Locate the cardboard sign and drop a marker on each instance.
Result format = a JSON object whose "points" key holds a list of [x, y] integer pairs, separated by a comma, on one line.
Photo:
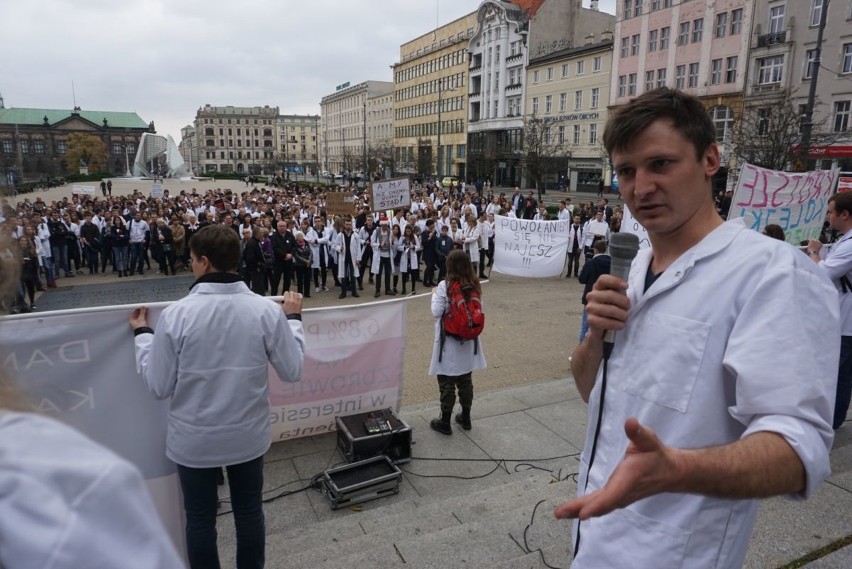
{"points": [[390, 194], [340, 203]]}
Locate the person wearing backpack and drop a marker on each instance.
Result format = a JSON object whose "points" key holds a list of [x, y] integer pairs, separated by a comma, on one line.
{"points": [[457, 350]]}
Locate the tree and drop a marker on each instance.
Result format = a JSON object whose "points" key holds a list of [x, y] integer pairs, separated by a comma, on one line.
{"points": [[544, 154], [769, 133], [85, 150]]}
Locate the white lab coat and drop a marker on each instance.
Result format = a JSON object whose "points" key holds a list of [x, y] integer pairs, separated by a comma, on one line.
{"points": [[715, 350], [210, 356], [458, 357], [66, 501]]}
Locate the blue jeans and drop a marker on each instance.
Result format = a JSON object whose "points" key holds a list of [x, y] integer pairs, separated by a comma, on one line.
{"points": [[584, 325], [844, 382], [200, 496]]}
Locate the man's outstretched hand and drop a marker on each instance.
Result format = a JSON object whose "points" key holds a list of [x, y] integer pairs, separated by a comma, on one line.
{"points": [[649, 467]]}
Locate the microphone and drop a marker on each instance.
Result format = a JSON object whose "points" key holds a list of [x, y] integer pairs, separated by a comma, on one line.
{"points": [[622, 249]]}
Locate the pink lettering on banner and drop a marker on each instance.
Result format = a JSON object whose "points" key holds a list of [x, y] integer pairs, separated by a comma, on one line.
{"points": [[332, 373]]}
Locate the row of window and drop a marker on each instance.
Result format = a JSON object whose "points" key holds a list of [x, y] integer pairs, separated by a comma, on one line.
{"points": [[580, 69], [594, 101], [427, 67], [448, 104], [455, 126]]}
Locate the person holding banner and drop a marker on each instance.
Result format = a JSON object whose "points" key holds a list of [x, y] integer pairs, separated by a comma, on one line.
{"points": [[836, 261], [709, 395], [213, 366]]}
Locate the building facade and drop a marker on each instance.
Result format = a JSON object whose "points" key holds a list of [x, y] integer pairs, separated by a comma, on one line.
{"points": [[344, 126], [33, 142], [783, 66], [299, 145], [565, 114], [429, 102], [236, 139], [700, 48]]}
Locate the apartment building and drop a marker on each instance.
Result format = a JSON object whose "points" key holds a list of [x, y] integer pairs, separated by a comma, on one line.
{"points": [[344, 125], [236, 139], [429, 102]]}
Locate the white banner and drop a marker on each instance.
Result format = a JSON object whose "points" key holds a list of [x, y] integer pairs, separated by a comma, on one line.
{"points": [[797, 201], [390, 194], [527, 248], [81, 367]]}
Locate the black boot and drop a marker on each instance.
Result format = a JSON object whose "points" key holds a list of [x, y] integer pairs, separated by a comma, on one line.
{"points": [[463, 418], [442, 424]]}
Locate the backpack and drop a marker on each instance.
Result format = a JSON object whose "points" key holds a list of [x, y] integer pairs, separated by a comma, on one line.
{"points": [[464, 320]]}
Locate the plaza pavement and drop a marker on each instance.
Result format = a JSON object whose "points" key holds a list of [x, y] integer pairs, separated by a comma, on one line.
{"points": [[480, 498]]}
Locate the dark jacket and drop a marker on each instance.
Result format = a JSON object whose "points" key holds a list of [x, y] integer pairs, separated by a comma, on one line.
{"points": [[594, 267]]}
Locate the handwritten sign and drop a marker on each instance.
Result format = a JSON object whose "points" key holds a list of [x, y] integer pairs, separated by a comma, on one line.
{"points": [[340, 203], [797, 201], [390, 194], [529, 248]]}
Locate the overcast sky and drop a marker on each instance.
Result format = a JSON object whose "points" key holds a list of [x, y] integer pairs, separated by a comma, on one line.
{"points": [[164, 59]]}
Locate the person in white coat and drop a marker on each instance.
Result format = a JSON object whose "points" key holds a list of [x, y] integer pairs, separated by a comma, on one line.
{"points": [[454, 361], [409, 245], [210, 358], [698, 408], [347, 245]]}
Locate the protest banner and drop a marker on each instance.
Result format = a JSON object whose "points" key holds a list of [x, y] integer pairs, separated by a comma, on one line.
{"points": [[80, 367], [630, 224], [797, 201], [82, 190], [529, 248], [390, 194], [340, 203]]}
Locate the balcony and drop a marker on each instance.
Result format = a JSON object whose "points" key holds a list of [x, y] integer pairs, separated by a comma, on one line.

• • •

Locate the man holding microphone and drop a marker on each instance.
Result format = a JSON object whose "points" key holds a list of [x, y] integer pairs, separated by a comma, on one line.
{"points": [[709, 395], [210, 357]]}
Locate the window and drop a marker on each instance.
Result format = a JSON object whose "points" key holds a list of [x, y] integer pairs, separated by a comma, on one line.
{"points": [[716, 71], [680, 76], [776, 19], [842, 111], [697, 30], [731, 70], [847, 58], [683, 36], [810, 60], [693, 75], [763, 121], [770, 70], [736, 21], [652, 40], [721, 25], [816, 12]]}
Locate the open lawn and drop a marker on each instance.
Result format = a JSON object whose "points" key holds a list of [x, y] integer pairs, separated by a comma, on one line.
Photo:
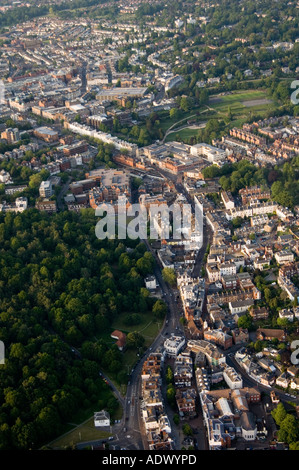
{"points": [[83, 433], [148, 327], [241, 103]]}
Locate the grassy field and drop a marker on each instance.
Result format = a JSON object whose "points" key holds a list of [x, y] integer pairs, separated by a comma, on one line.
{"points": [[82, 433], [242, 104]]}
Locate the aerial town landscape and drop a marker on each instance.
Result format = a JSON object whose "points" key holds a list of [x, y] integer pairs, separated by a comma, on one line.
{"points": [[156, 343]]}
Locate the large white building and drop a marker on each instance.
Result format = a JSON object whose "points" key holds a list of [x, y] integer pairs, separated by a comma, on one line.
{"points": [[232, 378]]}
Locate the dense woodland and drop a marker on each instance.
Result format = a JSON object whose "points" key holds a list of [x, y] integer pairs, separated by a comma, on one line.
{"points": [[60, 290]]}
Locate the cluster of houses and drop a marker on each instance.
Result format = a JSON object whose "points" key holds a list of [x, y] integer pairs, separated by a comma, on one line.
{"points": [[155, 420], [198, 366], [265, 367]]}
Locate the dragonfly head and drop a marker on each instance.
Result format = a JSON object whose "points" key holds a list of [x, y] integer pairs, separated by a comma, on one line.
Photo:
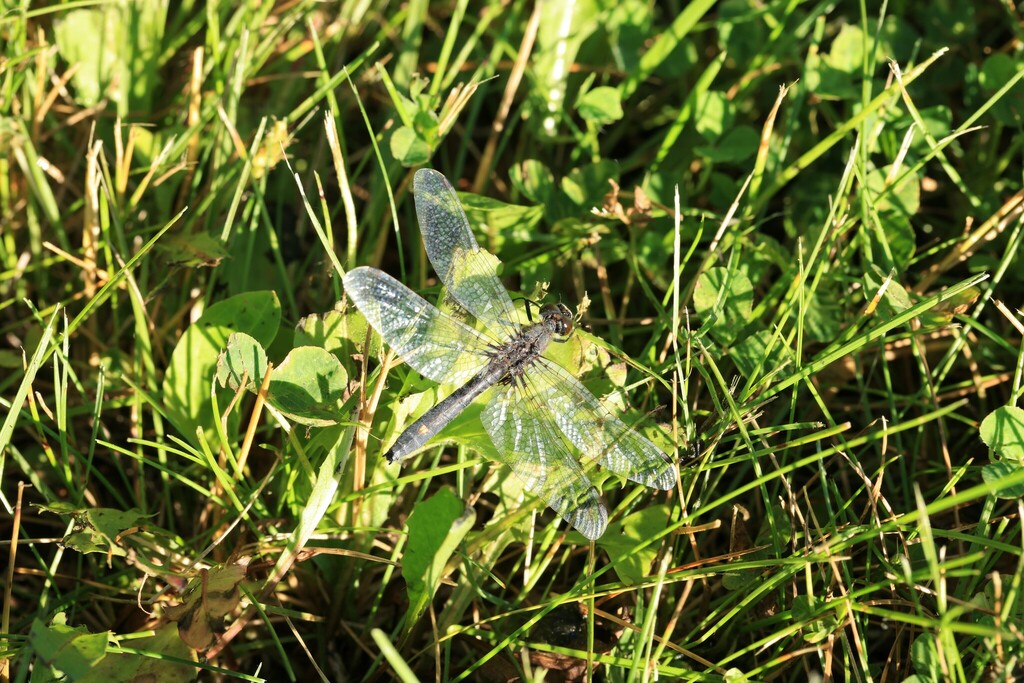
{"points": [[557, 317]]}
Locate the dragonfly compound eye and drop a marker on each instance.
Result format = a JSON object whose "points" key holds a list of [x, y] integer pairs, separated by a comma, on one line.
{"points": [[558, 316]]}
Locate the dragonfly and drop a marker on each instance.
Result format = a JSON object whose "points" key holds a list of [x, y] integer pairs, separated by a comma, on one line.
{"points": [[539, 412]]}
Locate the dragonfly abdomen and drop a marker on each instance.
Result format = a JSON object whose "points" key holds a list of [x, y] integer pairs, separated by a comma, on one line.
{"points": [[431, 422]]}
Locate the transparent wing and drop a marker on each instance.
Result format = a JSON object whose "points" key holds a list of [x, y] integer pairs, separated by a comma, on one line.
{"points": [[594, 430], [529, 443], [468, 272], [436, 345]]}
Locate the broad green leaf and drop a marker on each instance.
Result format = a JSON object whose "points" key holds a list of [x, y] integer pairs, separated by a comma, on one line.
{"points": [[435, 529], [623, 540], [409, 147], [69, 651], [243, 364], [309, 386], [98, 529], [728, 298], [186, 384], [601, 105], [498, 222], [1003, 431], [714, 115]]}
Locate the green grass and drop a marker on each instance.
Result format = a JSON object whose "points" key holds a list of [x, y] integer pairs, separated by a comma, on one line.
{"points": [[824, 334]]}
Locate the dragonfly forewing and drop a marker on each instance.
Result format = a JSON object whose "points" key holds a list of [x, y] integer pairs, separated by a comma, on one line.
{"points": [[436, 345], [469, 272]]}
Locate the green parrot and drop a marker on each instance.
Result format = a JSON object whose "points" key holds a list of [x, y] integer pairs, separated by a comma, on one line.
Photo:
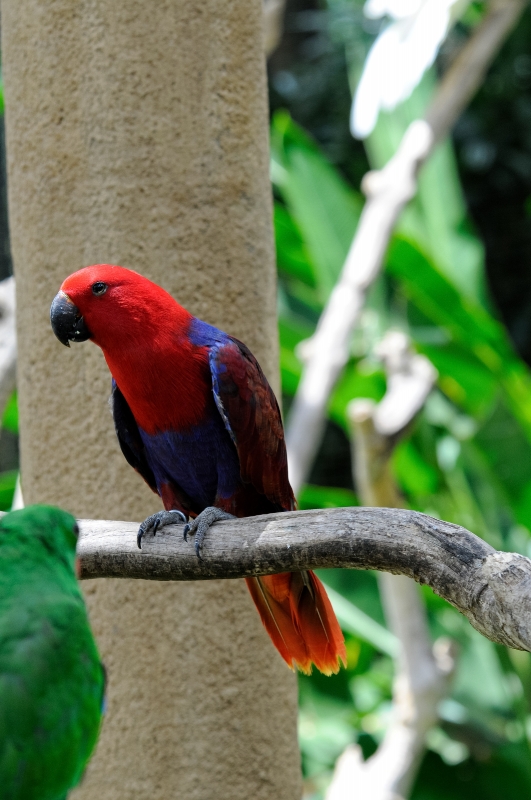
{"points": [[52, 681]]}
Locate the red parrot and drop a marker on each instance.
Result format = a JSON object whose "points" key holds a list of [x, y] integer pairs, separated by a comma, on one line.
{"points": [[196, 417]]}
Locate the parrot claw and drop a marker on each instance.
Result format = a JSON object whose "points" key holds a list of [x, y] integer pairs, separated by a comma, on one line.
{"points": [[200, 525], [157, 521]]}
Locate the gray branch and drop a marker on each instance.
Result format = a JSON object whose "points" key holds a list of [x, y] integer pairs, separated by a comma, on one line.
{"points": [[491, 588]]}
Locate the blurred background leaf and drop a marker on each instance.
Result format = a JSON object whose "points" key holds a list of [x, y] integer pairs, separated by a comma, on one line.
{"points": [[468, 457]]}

• • •

Your goal:
Count the lines in the two blocks of rows above that contain the string "banner", matching case exactly. Give only the number.

Result of this exercise:
4